◆ **Selected excerpt**:
+ + +

But talking, just talking, can actually cure you - just like the kitchen can - it can distract you from all those fears and itchy itches.

Bonin' in the Boneyard.

That bass scratches that itch.

But who is Chef? Who is Joe?
What of the food? What of the fishing? What of the dogs?

Well, fortunately, Joe has agreed to be interviewed by myself for the next post (though he doesn't know it yet).

Next post - "An Interview with Joe" where I shall respectfully bombard him with interesting questions about himself, food, philosophy and existence.

If you would like to hear what Joe has to say, please show your support on the dedicated page - "An interview with Joe" - it might be on Facebook, or Twitter or Snapchat or some other shit like that.
I'd like to know, anyhoo... who likes bonin' in the boneyard? Me? Joe? Jams? Find out in next week's issue of "The ninth and most important tip to kitchen efficiency..."











A Catalogue of Frustration




Am I a complainer? I'd like to think not.
Am I a gossiper. I'd hate to think so.
I'd like to think that while I exude a general air of malaise and maintain a slightly depressive and cynical countenance, I still bear the air of rebellion which ignites the concept of personal freedom in those around me.

After having virtually nothing to eat for 12 hours I mentioned to Staples that I hadn't had a burger for a long time. Around an hour later he gave me half of a kid's cheeseburger he'd made for himself. Oh boy, did it taste good - who is Staples, this exgoth, this straightman, this, this... I don't know yet, but boy was that half a burger good.
How nice it is to share.
How nice to share.

My dad went into hospital last night. He's 83, maybe 82.
He's worked all his life and brought up a family, married 52 years.
He's been through hard times and been through easier times.
He's been honest and forthcoming, frank and open with his ideas and thoughts.
Very talkative, lost people along the way.
A living advocate of the simple life, the countryside and a better view.
A great man, who has never, in his life,  raised his voice or his hand to me and loves the sun to beat down on Scotland.

+ + +

◆ **Required action**: In the blog excerpt, what did Staples give the writer about an hour after hearing the writer hadn't had a burger in a long time?

+ + +

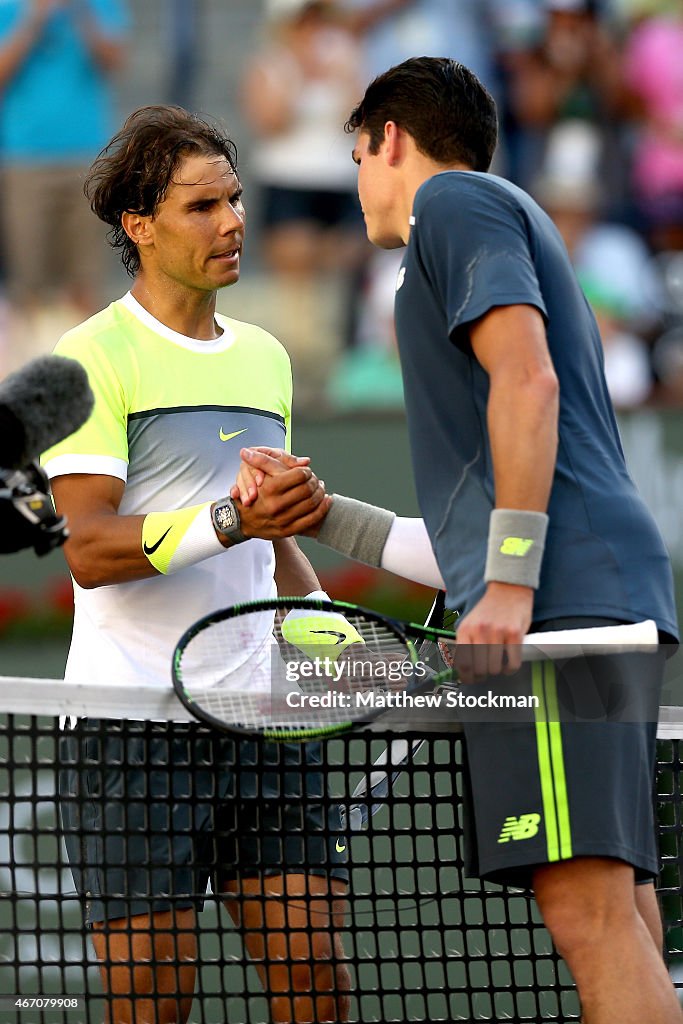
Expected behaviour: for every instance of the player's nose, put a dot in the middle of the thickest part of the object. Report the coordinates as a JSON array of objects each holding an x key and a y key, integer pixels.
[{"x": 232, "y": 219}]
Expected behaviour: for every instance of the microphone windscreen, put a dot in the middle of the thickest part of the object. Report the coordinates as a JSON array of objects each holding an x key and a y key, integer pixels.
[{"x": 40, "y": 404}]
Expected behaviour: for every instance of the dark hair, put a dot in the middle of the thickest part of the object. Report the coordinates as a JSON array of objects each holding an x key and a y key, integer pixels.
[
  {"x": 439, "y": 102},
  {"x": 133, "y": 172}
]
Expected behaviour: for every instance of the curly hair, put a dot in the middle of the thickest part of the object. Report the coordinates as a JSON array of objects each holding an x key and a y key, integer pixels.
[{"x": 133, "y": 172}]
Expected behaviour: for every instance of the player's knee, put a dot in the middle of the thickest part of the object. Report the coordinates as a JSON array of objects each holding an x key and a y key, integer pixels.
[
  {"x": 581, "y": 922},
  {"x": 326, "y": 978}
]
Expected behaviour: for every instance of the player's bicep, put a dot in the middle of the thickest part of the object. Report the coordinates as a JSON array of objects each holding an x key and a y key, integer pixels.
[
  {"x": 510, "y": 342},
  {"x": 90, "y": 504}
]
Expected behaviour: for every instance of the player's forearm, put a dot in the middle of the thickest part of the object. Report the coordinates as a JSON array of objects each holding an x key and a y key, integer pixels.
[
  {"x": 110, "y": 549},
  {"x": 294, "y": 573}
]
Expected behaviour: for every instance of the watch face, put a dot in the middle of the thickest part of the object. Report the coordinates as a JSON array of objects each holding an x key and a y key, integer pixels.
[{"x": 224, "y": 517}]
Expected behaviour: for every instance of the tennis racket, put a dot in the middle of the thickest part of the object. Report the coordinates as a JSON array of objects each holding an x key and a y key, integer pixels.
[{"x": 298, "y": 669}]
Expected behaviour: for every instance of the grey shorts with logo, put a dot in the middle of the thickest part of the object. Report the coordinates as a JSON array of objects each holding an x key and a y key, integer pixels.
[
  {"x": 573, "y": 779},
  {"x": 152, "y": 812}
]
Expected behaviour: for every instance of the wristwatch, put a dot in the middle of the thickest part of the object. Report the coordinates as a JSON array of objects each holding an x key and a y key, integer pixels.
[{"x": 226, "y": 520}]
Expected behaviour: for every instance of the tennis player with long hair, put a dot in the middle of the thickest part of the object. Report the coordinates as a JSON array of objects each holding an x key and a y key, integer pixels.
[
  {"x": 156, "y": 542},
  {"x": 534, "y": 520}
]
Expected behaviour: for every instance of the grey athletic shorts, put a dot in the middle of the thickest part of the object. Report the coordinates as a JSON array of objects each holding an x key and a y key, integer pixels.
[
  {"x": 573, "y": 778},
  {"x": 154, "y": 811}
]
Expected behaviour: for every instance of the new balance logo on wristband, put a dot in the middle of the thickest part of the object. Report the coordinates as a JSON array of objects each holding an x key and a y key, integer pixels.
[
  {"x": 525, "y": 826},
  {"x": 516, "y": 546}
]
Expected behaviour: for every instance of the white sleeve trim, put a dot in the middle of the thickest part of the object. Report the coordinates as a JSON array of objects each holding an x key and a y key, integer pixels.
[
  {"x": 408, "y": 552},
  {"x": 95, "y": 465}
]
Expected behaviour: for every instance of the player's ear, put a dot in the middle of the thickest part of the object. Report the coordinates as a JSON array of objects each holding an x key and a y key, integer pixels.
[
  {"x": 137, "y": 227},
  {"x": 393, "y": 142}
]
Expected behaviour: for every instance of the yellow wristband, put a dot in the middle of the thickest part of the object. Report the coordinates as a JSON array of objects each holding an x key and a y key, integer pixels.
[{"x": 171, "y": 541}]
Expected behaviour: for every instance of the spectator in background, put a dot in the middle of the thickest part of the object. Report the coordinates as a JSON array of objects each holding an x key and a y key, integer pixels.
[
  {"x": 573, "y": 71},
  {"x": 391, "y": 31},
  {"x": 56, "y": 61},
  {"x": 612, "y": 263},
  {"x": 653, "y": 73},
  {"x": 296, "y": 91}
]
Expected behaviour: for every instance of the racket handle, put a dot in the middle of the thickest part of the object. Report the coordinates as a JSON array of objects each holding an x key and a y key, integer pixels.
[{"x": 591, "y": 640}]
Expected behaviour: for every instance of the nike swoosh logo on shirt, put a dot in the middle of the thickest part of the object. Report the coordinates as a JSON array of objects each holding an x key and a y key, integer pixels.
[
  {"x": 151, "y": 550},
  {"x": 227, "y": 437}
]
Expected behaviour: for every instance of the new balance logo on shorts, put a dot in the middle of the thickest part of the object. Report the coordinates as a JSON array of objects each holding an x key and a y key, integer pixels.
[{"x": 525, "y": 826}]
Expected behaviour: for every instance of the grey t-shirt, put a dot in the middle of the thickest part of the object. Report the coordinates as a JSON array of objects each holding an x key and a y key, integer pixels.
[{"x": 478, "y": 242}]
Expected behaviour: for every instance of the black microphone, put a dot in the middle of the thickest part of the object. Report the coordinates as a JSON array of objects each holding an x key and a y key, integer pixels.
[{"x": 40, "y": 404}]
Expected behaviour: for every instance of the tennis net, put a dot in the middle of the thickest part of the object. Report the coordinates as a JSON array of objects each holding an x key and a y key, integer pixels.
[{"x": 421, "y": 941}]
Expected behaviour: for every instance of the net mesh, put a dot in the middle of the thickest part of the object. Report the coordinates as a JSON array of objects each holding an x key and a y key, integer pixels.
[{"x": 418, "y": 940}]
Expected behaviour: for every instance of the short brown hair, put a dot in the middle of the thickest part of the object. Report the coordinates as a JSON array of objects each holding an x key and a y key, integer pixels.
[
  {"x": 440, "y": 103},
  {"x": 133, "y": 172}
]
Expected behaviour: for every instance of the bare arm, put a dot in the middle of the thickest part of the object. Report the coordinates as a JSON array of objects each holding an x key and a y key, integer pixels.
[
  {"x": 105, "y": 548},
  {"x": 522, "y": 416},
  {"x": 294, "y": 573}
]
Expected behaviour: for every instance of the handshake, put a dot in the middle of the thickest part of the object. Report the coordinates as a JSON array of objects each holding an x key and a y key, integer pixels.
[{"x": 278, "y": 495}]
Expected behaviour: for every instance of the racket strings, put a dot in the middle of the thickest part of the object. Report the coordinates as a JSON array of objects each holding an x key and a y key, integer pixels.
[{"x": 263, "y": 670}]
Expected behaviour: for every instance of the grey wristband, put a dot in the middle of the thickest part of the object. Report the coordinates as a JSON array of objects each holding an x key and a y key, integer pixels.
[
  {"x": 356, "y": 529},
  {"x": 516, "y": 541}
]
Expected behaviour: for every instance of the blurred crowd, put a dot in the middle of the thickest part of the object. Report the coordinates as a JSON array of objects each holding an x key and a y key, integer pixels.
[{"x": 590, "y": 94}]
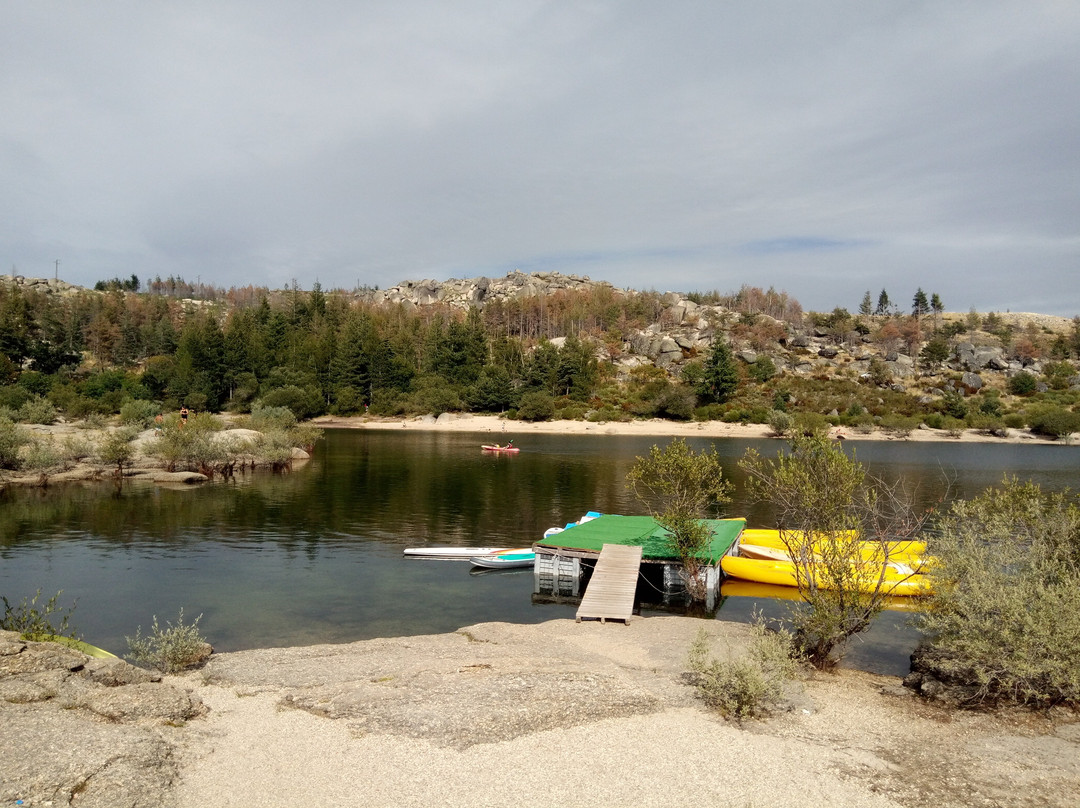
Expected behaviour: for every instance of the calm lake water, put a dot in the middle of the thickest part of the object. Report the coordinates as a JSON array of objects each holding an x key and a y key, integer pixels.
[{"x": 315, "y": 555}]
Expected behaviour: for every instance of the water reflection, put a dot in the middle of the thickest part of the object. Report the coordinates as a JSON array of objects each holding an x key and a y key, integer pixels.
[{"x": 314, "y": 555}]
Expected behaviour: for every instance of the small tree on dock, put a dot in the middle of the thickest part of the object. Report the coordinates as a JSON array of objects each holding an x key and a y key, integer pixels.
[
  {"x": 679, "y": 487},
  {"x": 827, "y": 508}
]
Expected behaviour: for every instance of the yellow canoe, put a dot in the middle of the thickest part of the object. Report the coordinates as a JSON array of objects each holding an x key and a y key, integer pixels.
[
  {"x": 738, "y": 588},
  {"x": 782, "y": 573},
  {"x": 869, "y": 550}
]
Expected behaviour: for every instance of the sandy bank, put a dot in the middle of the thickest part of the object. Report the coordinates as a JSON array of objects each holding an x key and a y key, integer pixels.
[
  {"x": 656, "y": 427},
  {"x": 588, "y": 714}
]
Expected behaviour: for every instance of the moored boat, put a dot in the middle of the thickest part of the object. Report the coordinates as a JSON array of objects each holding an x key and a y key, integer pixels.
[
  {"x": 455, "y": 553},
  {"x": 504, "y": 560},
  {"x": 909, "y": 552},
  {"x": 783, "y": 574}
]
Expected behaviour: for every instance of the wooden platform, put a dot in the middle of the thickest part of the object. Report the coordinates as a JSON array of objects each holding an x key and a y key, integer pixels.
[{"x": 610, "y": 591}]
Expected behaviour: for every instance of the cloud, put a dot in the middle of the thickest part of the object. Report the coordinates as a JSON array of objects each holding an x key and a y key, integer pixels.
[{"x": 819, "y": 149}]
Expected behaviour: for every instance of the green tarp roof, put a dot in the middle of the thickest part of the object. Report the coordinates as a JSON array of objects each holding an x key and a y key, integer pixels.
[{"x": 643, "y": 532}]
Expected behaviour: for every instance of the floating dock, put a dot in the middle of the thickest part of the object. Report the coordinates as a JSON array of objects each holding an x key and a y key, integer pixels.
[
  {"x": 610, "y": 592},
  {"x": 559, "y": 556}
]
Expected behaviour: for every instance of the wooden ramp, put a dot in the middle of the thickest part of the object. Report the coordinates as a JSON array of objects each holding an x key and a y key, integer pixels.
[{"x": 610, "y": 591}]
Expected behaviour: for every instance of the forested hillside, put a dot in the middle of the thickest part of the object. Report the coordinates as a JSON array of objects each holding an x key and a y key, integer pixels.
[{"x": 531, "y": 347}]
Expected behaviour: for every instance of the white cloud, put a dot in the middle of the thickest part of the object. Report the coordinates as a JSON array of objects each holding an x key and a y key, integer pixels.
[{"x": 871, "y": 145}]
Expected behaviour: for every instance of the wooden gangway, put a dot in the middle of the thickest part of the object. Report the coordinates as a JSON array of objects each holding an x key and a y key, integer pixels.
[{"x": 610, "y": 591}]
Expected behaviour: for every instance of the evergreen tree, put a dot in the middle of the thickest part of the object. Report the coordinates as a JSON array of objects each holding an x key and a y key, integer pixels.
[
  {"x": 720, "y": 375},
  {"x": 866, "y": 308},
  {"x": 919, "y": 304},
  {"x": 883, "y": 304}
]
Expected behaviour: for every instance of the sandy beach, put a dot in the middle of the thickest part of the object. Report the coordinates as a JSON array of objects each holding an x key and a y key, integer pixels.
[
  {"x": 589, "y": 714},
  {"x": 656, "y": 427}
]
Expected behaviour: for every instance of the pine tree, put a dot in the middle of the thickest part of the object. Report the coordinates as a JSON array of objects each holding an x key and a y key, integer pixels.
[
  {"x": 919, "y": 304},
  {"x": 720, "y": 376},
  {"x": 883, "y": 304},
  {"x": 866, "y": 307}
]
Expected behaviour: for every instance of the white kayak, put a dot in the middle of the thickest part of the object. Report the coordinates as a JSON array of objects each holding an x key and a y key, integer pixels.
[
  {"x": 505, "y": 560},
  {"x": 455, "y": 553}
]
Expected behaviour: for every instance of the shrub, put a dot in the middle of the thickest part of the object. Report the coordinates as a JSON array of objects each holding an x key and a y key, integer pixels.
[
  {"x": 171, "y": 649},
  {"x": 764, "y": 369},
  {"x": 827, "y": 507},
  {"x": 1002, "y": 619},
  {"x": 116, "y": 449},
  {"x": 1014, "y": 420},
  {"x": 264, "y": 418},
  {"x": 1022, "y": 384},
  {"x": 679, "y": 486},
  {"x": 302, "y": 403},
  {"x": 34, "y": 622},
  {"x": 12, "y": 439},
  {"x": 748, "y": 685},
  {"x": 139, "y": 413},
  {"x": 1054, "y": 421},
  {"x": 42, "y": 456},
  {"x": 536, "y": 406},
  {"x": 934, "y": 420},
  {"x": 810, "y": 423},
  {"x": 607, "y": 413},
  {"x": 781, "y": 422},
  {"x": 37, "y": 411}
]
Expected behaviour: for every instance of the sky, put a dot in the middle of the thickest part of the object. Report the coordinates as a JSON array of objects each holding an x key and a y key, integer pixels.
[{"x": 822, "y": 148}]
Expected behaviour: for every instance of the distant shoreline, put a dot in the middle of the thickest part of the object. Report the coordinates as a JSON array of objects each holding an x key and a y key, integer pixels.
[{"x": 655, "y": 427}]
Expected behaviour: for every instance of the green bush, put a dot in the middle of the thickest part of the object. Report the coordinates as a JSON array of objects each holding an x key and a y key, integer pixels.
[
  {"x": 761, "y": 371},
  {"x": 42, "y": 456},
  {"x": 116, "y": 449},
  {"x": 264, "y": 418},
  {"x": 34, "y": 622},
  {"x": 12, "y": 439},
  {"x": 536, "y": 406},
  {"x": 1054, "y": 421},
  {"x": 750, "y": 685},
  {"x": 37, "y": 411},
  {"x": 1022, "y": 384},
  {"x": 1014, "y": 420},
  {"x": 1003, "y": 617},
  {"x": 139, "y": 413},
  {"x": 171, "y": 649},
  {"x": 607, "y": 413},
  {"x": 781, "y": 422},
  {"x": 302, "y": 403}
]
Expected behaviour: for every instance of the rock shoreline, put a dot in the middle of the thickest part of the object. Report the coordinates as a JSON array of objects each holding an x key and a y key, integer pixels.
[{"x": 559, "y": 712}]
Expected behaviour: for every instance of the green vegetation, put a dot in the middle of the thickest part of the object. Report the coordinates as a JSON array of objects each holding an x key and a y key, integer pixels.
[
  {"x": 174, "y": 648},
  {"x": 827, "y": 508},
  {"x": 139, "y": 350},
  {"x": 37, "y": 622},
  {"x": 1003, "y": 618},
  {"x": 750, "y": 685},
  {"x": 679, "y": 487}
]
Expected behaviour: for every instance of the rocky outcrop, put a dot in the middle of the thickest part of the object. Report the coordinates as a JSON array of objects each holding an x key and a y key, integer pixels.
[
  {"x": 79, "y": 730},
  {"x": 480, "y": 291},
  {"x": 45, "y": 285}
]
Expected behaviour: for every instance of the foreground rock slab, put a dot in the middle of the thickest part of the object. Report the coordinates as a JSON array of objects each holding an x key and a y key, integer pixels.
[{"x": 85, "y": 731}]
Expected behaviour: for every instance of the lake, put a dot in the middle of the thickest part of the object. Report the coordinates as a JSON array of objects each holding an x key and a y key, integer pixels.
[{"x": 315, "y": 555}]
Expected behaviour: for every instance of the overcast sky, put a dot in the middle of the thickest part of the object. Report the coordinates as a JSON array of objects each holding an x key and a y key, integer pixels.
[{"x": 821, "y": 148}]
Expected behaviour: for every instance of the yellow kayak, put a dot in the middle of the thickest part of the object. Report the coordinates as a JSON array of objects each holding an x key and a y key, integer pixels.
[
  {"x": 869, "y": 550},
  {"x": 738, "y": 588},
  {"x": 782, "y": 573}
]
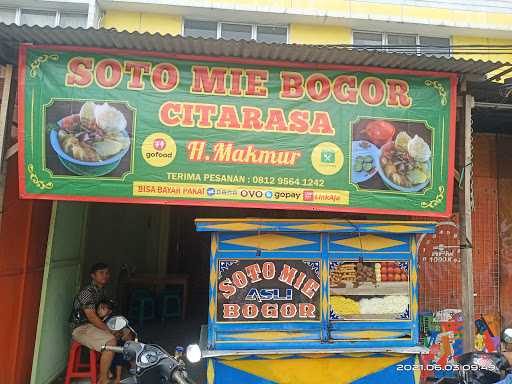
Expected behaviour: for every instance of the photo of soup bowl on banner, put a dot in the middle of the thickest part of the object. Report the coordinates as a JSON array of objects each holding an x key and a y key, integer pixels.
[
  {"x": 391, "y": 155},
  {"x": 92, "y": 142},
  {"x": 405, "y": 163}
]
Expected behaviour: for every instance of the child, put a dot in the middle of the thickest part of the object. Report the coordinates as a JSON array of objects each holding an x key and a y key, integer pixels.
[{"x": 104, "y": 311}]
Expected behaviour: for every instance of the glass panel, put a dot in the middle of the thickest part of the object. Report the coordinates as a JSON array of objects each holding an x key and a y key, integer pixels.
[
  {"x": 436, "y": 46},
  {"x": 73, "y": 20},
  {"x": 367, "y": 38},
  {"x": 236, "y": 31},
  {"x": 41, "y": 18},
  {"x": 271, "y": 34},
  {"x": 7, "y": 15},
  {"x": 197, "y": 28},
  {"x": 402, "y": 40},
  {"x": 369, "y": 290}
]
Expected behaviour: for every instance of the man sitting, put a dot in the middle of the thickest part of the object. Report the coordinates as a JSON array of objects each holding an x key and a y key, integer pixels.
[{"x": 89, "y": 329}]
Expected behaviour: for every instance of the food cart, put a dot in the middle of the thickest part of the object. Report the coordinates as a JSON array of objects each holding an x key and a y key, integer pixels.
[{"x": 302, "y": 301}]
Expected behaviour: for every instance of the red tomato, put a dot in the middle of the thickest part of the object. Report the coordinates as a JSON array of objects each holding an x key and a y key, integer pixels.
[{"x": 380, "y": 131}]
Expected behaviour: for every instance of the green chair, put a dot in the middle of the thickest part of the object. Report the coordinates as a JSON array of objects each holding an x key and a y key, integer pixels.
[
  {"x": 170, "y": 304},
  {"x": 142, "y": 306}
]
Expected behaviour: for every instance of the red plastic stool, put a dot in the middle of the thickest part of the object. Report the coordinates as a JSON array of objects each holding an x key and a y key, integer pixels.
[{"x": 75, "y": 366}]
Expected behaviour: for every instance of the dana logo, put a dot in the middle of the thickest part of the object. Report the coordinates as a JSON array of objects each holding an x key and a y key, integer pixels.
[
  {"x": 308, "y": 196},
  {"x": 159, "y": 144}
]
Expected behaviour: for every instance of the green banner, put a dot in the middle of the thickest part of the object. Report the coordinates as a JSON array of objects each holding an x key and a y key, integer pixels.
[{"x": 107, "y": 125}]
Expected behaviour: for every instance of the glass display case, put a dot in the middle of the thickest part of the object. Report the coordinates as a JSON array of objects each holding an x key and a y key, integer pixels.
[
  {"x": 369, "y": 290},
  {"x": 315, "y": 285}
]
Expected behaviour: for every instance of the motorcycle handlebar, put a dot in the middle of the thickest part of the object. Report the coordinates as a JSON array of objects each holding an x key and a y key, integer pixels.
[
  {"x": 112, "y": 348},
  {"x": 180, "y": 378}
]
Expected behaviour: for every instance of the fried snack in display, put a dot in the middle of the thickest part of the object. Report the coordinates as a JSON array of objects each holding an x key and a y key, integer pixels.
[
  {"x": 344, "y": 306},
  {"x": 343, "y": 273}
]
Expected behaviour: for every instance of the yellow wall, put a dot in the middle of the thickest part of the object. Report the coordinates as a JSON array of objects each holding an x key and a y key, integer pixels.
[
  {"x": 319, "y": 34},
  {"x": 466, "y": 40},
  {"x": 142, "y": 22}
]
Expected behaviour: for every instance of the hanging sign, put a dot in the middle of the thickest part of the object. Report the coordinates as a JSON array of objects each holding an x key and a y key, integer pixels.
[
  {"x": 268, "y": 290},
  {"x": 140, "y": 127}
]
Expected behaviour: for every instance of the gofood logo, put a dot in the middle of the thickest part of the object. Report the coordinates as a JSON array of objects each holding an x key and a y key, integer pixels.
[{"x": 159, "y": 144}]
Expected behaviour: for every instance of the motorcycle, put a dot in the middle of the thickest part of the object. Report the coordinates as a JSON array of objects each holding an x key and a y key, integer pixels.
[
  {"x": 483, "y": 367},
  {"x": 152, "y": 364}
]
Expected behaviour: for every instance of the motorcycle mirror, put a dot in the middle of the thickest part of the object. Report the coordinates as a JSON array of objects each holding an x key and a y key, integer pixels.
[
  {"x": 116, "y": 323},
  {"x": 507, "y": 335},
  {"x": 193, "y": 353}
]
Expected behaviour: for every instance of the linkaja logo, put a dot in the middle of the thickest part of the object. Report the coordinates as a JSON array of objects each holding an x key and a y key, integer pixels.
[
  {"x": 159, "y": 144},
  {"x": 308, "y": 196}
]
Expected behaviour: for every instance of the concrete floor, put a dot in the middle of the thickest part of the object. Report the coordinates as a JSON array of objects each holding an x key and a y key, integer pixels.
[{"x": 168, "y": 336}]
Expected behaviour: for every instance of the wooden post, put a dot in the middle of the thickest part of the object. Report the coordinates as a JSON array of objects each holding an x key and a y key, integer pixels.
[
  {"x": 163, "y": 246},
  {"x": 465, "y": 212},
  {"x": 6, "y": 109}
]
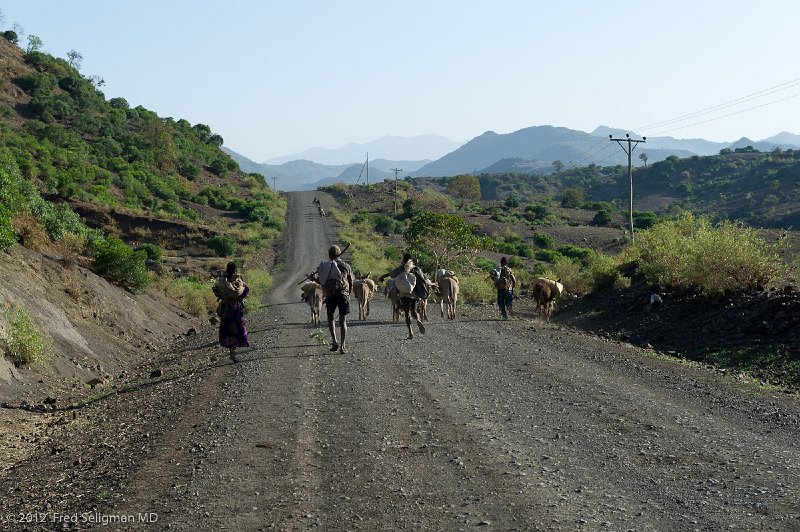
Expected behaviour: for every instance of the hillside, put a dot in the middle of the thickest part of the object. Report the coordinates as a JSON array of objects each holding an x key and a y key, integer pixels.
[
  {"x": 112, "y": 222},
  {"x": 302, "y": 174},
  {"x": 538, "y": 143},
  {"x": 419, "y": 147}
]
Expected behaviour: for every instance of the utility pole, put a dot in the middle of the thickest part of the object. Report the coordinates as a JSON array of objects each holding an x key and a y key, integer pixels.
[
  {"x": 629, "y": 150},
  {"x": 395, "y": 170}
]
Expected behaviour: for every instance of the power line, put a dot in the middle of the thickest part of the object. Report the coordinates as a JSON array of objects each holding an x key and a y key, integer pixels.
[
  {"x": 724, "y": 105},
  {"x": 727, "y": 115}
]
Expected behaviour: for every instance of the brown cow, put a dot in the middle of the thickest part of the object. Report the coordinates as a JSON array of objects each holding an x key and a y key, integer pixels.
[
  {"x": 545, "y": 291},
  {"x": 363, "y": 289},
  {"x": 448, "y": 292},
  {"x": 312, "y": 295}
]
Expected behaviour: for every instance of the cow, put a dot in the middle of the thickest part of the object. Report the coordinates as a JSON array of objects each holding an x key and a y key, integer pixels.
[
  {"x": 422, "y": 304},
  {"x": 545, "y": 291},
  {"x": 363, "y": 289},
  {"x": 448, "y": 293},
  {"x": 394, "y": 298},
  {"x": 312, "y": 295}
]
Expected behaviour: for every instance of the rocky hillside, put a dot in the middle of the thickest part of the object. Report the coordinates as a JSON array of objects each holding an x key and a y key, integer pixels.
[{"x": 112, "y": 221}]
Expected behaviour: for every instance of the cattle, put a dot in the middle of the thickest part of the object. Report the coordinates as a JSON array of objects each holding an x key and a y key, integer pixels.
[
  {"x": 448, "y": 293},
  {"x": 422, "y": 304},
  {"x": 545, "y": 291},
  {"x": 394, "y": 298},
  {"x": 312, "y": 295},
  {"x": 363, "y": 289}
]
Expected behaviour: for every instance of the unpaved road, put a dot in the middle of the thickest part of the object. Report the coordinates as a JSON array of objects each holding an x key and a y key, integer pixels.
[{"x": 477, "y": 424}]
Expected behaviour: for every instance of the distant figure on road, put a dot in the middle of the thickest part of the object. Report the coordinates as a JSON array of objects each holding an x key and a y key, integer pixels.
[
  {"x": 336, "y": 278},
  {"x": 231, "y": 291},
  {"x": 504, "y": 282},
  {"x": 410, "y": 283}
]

+ + +

◆ **Exercise result**: Half of a kid's cheeseburger he had made for himself.